▸ HALAMAN

▬▬▬▬▬▬▬▬▬▬

Surabaya. NEODEMOKRASI.COM. Dunia pendidikan dikejutkan akan peristiwa yang terjadi di SMA 72 Kelapa Gading, Jakarta. Pertanyaan-pertanyaan pun muncul terkait kondisi pelaku baik sosial, psikologis, dan pendidikan . Ironis memang, karena sang pelaku adalah siswa masih di bawah umur. Bahkan informasi mengatakan pelaku peledakan diduga korban perundungan yang tak memiliki ruang aman untuk berlindung. Pada akhirnya mengalami repressing psikis yang menimbulkan perasaan dikeluarkan dari komunitas, dikucilkan dan tidak dihargai.
Ketidakmampuan keluarga memenuhi kebutuhan afeksi, sekolah yang terjebak dalam kompetisi pasar, serta negara yang gagal melindungi anak dari paparan digital berbahaya, dalam sebagai faktor yang saling bertautan. Oleh karena itu, ia sangat berharap kehadiran dan peran keluarga, sekolah, masyarakat, dan negara.
Terhadap kasus ini, semestinya menjadi peringatan keras bagi seluruh pemangku kepentingan untuk meninjau ulang sistem pendidikan dan struktur sosial yang ada. Diperlukan pendekatan jangka panjang yang berfokus pada kesejahteraan keluarga, lingkungan belajar yang manusiawi, dan literasi digital kritis bagi generasi muda.

▬▬▬▬▬▬▬▬▬▬

▸ BARIS DATASET
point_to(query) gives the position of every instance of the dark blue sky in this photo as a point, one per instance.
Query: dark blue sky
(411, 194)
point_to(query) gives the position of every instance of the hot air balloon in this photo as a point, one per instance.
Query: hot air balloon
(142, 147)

▬▬▬▬▬▬▬▬▬▬

▸ DESKRIPSI TUGAS
Ulangi tanpa perubahan seluruh bagian halaman, mulai dari "Surabaya. NEODEMOKRASI.COM. Dunia" terus ke bawah hingga "dan tidak dihargai.". Baris dataset tidak berperan apa pun dalam hal ini.

▸ KELUARAN BENAR
Surabaya. NEODEMOKRASI.COM. Dunia pendidikan dikejutkan akan peristiwa yang terjadi di SMA 72 Kelapa Gading, Jakarta. Pertanyaan-pertanyaan pun muncul terkait kondisi pelaku baik sosial, psikologis, dan pendidikan . Ironis memang, karena sang pelaku adalah siswa masih di bawah umur. Bahkan informasi mengatakan pelaku peledakan diduga korban perundungan yang tak memiliki ruang aman untuk berlindung. Pada akhirnya mengalami repressing psikis yang menimbulkan perasaan dikeluarkan dari komunitas, dikucilkan dan tidak dihargai.